## Task item
Please repeat the listing exactly, starting at its first line and stopping after the line that contains "on every path".

## Data to examine
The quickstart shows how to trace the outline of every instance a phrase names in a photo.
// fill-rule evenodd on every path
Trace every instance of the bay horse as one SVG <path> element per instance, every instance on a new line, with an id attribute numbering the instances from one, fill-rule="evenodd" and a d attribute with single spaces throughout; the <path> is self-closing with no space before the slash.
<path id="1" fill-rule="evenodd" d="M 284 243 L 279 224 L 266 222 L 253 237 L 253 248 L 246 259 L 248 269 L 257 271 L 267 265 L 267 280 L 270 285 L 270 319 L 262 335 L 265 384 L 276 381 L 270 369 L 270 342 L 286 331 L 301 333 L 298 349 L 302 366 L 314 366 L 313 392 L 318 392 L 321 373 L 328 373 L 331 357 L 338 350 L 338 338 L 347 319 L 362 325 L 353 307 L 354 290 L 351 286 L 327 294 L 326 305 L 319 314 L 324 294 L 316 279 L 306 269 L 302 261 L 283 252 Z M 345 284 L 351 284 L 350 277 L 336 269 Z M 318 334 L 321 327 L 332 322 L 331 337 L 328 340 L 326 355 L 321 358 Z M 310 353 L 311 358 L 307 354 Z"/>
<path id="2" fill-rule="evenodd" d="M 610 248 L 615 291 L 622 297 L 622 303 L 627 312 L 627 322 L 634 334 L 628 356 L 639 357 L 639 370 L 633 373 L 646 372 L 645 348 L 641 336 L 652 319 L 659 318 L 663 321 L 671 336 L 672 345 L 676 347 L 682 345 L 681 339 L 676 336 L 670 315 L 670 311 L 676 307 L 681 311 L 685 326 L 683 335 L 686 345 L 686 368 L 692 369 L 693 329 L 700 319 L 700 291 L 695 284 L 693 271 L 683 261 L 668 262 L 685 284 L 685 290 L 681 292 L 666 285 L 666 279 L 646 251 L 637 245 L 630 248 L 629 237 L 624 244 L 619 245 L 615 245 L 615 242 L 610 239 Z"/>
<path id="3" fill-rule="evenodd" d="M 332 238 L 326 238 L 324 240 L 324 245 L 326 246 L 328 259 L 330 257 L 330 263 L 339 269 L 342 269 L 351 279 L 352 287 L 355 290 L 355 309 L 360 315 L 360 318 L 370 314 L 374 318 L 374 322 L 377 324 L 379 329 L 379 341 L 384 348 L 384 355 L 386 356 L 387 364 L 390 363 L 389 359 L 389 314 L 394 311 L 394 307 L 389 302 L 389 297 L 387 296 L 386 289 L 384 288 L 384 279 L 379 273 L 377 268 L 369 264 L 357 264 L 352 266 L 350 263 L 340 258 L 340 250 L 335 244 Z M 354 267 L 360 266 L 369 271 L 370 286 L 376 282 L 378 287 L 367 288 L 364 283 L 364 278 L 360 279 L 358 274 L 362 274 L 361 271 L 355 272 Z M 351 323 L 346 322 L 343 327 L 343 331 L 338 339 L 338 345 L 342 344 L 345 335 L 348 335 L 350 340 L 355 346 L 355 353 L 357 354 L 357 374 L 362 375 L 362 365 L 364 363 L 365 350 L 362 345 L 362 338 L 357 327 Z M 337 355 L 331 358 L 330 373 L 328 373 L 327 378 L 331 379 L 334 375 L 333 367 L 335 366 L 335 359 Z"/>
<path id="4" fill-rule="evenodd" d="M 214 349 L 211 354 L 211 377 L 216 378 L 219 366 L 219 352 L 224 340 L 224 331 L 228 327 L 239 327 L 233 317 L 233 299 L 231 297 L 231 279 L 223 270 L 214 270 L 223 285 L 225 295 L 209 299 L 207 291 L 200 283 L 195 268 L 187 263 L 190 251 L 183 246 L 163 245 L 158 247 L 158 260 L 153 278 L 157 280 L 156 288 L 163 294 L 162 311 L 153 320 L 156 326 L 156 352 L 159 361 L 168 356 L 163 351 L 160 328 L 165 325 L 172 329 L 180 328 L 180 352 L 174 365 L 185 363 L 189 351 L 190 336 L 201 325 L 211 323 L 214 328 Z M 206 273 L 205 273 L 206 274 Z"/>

## Solution to the problem
The quickstart shows how to trace the outline of every instance a phrase names in a photo.
// fill-rule evenodd on every path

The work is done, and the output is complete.